_Prompt:_
Count the lines among the items below that contain the string "calm", treating uppercase and lowercase letters as different. Give only the number.

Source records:
-*-

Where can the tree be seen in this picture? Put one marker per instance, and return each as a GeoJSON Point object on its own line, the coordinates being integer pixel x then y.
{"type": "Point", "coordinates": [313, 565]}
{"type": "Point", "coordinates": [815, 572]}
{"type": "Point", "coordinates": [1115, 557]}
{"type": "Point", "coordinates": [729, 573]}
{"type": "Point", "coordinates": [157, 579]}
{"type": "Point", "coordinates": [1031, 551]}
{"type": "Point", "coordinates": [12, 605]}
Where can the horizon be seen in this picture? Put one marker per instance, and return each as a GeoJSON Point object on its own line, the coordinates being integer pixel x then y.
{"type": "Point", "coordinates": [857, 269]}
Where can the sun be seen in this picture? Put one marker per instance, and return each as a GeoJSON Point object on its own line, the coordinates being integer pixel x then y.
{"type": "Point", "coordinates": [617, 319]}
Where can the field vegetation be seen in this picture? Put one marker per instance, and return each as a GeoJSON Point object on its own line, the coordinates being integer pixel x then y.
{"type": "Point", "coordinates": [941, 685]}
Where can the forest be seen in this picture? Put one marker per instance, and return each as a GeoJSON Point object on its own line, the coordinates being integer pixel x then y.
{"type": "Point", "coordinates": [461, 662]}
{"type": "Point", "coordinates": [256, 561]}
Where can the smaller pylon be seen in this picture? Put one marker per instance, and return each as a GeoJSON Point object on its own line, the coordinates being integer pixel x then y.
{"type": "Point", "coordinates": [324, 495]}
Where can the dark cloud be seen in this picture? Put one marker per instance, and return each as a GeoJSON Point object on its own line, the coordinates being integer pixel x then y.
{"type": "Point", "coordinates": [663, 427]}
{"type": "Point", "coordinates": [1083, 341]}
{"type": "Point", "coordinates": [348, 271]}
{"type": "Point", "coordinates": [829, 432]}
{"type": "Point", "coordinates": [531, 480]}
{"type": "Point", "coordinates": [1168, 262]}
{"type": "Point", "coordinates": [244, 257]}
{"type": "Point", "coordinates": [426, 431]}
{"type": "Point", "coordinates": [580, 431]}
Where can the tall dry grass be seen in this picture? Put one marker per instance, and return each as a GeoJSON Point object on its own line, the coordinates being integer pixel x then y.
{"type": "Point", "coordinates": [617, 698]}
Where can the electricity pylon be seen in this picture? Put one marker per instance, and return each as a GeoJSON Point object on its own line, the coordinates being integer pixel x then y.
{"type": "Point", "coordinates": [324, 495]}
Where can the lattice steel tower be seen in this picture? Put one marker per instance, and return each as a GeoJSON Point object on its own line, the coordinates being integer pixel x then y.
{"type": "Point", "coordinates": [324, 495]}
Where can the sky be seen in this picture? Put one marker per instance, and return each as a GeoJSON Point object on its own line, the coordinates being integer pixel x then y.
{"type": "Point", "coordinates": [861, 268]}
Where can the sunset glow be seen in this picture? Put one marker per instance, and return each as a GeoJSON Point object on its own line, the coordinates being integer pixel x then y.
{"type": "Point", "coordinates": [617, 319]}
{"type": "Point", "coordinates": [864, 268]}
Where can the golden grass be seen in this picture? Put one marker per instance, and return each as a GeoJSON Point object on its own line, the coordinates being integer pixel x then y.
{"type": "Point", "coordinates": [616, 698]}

-*-

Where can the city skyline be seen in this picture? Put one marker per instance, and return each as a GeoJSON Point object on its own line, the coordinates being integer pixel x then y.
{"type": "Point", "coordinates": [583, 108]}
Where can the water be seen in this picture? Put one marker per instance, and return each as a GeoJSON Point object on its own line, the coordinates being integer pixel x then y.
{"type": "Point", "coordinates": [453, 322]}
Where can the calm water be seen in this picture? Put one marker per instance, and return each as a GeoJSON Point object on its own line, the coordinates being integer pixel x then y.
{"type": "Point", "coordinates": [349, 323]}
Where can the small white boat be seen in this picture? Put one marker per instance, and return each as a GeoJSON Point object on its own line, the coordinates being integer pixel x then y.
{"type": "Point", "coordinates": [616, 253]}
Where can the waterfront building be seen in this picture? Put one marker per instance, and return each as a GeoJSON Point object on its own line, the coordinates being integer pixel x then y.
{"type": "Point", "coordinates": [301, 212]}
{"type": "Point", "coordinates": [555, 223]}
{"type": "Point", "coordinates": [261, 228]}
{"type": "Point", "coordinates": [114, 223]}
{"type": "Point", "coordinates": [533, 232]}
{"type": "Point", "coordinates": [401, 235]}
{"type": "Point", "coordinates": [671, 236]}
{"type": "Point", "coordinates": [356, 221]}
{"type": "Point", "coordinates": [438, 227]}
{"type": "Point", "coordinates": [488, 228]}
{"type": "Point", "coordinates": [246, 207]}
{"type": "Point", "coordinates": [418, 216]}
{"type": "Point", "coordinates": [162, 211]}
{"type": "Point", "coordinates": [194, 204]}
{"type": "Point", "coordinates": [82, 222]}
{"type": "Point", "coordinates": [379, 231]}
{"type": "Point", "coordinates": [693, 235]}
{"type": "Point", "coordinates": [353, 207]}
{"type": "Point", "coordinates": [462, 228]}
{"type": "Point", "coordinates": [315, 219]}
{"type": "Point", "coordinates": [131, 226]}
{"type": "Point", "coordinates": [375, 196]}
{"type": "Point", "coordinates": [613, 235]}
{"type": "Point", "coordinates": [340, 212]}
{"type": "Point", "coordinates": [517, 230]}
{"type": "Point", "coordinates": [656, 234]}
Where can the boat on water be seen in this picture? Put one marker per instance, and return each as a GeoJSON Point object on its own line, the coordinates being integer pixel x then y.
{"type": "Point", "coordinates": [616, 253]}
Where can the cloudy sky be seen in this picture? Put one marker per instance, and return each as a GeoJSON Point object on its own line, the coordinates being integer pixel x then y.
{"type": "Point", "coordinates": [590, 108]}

-*-

_Response:_
1